----- Provided data

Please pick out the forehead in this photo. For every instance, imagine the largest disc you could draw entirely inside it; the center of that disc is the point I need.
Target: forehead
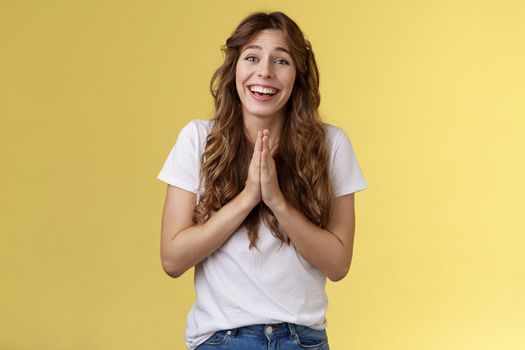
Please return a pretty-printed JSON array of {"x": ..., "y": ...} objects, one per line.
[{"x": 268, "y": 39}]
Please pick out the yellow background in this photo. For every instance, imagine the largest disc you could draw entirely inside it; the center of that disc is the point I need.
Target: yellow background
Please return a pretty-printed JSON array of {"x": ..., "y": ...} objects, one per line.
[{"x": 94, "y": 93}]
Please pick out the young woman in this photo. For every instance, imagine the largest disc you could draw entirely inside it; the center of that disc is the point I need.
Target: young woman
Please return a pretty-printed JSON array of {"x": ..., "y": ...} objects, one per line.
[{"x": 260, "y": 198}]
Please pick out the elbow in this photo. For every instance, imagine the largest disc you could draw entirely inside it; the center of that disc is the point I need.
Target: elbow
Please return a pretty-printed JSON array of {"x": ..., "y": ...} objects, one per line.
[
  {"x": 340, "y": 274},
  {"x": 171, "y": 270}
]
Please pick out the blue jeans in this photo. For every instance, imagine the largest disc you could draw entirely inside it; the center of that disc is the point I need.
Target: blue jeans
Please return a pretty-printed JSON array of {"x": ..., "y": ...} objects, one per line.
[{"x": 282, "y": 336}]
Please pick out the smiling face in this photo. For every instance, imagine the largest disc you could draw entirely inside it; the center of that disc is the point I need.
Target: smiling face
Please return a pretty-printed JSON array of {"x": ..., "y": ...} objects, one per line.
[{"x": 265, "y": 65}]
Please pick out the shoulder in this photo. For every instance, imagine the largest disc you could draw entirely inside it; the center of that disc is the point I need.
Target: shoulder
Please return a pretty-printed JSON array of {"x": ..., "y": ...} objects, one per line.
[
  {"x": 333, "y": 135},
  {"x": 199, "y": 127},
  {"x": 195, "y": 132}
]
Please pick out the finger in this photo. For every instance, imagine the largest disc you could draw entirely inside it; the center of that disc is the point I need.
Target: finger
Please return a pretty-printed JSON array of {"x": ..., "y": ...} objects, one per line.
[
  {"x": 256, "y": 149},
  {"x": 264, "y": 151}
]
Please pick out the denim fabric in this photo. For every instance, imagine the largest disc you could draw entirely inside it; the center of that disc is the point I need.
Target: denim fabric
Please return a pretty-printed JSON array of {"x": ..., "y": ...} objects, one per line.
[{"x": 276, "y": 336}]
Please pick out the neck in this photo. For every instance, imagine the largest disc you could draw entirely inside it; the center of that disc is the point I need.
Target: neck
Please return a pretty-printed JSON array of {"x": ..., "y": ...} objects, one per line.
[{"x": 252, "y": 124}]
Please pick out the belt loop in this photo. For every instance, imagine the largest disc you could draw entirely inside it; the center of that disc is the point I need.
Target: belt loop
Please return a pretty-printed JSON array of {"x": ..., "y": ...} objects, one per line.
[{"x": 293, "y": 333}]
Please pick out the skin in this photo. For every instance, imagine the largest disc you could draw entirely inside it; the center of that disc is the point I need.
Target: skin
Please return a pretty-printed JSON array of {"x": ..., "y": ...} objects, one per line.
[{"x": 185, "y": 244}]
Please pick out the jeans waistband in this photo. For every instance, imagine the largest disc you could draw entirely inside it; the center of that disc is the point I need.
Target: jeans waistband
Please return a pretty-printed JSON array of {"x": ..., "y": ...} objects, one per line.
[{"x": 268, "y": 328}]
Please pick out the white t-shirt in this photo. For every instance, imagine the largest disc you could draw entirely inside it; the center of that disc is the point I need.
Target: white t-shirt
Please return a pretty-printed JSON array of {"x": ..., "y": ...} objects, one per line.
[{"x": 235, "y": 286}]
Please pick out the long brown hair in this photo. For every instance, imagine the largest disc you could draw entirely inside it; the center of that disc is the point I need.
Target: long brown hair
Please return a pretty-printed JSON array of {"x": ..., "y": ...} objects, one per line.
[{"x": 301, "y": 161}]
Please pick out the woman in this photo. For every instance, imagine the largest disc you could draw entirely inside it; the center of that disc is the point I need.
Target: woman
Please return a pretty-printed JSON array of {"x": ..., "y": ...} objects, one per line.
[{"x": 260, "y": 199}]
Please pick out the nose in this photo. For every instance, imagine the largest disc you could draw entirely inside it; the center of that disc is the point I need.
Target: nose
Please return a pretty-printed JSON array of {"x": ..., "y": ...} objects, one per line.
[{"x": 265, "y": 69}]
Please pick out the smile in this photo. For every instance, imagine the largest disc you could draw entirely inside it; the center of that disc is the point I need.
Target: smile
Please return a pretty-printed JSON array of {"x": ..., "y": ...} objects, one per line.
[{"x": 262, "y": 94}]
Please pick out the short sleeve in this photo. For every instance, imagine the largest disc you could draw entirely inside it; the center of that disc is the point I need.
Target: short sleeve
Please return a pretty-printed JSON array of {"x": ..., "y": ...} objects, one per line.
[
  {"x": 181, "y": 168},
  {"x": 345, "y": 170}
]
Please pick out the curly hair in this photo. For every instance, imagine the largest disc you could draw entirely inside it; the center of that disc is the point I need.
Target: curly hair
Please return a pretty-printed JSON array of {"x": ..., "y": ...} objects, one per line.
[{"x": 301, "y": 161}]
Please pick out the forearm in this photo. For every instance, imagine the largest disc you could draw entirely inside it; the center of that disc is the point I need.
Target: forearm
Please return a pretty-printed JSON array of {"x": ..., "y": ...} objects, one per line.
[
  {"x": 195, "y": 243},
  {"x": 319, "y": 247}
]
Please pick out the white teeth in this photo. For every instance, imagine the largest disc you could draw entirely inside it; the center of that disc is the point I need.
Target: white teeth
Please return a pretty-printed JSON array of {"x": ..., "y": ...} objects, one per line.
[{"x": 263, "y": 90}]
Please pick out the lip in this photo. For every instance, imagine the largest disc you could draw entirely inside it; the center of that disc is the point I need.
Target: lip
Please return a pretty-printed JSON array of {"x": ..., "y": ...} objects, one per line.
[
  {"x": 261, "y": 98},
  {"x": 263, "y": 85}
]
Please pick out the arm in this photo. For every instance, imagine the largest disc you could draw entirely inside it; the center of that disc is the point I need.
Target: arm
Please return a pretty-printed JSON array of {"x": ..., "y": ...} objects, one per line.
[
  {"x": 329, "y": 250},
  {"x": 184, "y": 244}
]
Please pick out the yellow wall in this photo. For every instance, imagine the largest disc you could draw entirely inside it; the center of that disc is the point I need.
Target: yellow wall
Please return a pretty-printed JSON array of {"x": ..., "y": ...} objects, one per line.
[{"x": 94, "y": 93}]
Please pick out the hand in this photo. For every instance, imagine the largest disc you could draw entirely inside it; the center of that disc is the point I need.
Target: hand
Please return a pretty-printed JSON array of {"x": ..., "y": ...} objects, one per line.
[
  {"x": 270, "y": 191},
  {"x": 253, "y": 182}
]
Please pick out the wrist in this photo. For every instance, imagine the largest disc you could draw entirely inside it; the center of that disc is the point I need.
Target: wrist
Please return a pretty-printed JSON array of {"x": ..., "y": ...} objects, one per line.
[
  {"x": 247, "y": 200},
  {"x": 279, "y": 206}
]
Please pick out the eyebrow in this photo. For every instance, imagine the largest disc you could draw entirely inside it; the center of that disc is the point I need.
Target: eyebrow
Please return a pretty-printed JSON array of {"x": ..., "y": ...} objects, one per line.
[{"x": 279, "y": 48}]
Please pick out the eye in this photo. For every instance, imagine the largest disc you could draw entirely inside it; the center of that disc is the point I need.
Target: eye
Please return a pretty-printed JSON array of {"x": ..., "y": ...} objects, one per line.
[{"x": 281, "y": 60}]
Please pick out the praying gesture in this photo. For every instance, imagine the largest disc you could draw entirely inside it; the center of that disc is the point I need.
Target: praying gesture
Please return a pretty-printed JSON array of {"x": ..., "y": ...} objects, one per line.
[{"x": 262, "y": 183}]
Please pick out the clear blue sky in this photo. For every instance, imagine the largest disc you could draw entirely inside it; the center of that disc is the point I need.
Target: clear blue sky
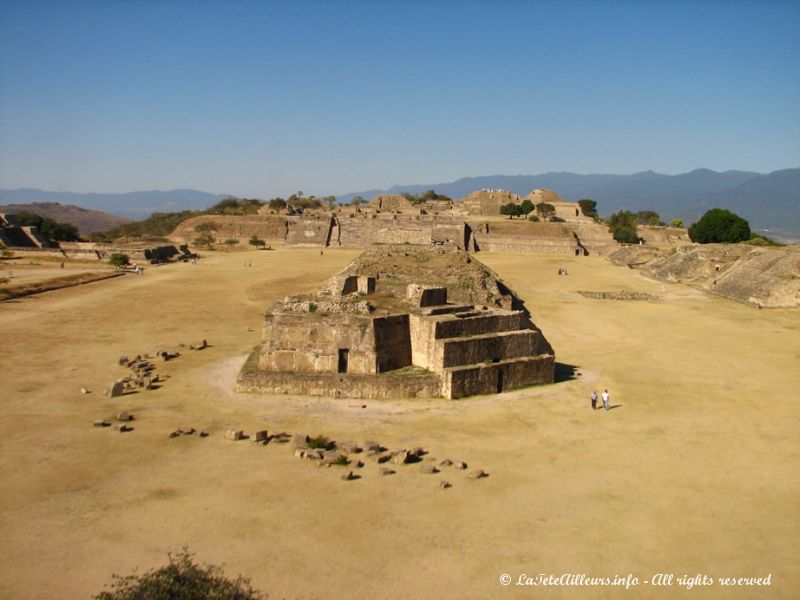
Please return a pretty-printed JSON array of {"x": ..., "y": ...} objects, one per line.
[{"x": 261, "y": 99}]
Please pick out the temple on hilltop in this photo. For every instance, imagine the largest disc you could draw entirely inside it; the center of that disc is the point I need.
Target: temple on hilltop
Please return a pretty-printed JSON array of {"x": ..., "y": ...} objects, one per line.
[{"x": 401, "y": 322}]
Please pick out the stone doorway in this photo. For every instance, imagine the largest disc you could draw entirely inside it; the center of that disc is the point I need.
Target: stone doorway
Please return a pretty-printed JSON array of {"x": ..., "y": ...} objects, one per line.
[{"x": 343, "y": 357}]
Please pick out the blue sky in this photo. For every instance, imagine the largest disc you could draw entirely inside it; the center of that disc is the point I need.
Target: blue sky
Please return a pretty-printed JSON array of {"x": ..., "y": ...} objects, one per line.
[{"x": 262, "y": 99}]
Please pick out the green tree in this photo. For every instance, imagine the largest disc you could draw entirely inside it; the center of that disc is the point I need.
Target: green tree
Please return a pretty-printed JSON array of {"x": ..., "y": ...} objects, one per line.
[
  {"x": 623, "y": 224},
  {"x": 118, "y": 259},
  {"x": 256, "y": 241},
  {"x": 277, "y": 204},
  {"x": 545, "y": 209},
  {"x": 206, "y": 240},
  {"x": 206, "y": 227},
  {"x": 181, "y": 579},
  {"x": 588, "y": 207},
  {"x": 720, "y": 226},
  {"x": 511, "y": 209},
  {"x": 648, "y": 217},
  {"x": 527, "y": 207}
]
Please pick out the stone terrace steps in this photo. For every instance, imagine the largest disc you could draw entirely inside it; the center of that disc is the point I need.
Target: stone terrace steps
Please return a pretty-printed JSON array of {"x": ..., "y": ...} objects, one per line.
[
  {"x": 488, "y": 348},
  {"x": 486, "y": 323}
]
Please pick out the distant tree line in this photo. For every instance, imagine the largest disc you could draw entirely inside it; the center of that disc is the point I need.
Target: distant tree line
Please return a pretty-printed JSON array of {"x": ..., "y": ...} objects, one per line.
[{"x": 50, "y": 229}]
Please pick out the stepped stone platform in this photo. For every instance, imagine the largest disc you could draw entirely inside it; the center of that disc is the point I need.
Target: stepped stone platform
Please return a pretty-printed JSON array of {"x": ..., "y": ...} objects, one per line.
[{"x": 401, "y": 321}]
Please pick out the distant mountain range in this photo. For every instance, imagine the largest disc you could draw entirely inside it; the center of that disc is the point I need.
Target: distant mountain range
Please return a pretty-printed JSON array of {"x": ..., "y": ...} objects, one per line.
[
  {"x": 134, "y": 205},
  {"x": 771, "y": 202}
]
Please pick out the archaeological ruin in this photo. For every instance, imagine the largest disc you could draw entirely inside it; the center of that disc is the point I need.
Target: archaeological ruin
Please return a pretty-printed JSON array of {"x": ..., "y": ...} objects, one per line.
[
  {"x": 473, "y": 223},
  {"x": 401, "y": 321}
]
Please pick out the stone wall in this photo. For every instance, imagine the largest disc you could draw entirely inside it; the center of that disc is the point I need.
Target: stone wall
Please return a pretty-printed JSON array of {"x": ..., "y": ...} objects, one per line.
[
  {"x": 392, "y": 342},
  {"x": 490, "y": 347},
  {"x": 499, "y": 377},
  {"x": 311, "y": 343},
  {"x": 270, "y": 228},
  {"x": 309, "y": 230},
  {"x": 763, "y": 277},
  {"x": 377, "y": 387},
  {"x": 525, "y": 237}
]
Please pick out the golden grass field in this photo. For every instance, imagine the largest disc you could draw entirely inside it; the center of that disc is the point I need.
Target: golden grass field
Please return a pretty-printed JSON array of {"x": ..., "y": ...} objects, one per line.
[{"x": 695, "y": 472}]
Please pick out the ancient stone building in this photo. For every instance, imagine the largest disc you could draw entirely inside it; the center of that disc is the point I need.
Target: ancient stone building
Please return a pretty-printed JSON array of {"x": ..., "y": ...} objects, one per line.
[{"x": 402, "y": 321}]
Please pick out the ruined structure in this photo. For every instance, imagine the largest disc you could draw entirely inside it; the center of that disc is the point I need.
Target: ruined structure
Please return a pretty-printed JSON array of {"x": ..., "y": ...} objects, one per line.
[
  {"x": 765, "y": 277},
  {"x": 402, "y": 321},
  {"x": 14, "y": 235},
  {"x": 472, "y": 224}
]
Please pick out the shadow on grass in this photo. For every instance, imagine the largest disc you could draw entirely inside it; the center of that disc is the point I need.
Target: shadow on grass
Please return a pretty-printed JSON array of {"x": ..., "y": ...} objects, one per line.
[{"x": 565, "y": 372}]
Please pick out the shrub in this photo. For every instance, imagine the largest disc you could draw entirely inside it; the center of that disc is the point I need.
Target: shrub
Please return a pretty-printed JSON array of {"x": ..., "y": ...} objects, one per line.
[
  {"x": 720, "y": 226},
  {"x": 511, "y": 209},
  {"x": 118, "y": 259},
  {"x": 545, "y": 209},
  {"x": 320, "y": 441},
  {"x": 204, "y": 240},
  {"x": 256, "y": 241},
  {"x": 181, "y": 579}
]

----------

§ **Set problem**: Begin with the line containing "Please pick out the shrub" and repeat each line exactly until the records above end.

§ **Answer**:
Please pick out the shrub in this photo. For every instance, imagine the largest disc you could draw entirely inside it; the center of that disc is the point I need.
Target: shrub
Please return a pretty-printed JSON array of {"x": ..., "y": ...} objects, one per line.
[
  {"x": 720, "y": 226},
  {"x": 511, "y": 209},
  {"x": 118, "y": 259},
  {"x": 545, "y": 209},
  {"x": 320, "y": 441},
  {"x": 204, "y": 240},
  {"x": 256, "y": 241},
  {"x": 181, "y": 579}
]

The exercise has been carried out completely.